Given text section start

The government’s push toward paperless trade and the Unified Logistics Interface Platform (ULIP) is a step in the right direction. Wider adoption of these systems, coupled with simplified guidance for SMEs, can reduce compliance costs and improve predictability.
Working Capital Pressures
SME exporters operate on thin cash cycles, often contending with delayed payments from overseas buyers while facing upfront logistics costs, ranging from freight bookings to port charges. The payment cycles for MSME exporters continuously increasing due to geopolitical situation and cheaper working capital availability compared to our competing countries is need of the hour. However, irrespective of the promises of rolling out alternative scheme for interest subvention, nothing has been announced so far by the Government. Although efforts to expedite duty drawback and GST refunds have eased some liquidity stress, greater alignment between logistics payment cycles and export finance frameworks with competitive rates would strengthen SMEs’ ability to meet commitments without overleveraging.
Digital Transformation and Real-Time Visibility
Global buyers increasingly expect real-time shipment tracking and predictive ETAs, benchmarks set by large multinational suppliers. Yet, most SME exporters continue to depend on traditional freight channels and fragmented digital tools, leading to limited visibility in transit and weakened buyer confidence.
Encouraging SMEs to adopt cost-effective digital freight and tracking solutions, potentially supported through incentives or partnerships would help bridge this gap and position Indian SMEs more competitively in global supply chains.
Carbon Footprint initiatives of logistics sector to address growing demands of export markets
There is strong pressure from export markets on MSME exporters to adopt green logistics strategies. Underutilised rail freight (25%) viz China (70%) should be looked into more closely by extending 1st and last mile connectivity to major manufacturing cluster can help in better utilisation of rail transport. Other green transmission cost like adoption of EV in logistics is higher in cost which MSMs find forbidding. Due to lack of insufficient handling facilities, inland waterways facilities in many potential places still a non- starter. For boosting global trade competitiveness, India should adopt more effective low carbon logistics strategies which should also cost effective and help in adding efficiency.

Given text section end

- Problem
Reproduce the passage on SME export logistics in full, word for word.

Information supplied section start

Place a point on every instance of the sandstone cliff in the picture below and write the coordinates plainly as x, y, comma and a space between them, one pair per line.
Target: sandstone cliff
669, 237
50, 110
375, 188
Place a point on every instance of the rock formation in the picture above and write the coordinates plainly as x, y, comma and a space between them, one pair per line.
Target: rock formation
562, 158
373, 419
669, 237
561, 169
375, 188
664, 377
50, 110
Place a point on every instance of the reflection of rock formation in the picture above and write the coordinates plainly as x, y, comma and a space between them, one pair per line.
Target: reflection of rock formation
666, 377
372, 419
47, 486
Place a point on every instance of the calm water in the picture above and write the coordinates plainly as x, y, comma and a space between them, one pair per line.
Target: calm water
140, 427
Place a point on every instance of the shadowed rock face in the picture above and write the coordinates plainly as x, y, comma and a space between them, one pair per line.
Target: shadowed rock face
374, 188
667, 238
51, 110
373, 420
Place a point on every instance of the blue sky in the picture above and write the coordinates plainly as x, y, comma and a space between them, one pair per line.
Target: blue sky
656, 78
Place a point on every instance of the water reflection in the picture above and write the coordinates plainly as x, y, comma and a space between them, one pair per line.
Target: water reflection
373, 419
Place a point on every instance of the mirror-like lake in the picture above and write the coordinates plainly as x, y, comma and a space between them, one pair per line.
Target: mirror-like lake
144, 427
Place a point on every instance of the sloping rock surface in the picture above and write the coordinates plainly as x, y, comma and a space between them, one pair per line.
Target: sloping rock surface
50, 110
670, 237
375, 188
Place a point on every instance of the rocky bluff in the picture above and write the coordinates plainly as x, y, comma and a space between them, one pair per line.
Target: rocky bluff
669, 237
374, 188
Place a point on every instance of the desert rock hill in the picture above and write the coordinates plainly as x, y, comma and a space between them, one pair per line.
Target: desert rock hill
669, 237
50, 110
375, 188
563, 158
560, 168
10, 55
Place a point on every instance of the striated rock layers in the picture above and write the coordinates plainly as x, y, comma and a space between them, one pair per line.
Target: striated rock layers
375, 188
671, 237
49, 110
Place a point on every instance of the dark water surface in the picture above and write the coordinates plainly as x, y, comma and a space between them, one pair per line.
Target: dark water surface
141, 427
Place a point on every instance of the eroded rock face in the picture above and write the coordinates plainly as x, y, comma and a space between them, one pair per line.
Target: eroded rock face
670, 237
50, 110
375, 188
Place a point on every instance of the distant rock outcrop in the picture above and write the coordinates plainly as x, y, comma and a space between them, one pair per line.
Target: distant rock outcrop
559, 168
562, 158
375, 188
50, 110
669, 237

Information supplied section end

- Written answer
The government’s push toward paperless trade and the Unified Logistics Interface Platform (ULIP) is a step in the right direction. Wider adoption of these systems, coupled with simplified guidance for SMEs, can reduce compliance costs and improve predictability.
Working Capital Pressures
SME exporters operate on thin cash cycles, often contending with delayed payments from overseas buyers while facing upfront logistics costs, ranging from freight bookings to port charges. The payment cycles for MSME exporters continuously increasing due to geopolitical situation and cheaper working capital availability compared to our competing countries is need of the hour. However, irrespective of the promises of rolling out alternative scheme for interest subvention, nothing has been announced so far by the Government. Although efforts to expedite duty drawback and GST refunds have eased some liquidity stress, greater alignment between logistics payment cycles and export finance frameworks with competitive rates would strengthen SMEs’ ability to meet commitments without overleveraging.
Digital Transformation and Real-Time Visibility
Global buyers increasingly expect real-time shipment tracking and predictive ETAs, benchmarks set by large multinational suppliers. Yet, most SME exporters continue to depend on traditional freight channels and fragmented digital tools, leading to limited visibility in transit and weakened buyer confidence.
Encouraging SMEs to adopt cost-effective digital freight and tracking solutions, potentially supported through incentives or partnerships would help bridge this gap and position Indian SMEs more competitively in global supply chains.
Carbon Footprint initiatives of logistics sector to address growing demands of export markets
There is strong pressure from export markets on MSME exporters to adopt green logistics strategies. Underutilised rail freight (25%) viz China (70%) should be looked into more closely by extending 1st and last mile connectivity to major manufacturing cluster can help in better utilisation of rail transport. Other green transmission cost like adoption of EV in logistics is higher in cost which MSMs find forbidding. Due to lack of insufficient handling facilities, inland waterways facilities in many potential places still a non- starter. For boosting global trade competitiveness, India should adopt more effective low carbon logistics strategies which should also cost effective and help in adding efficiency.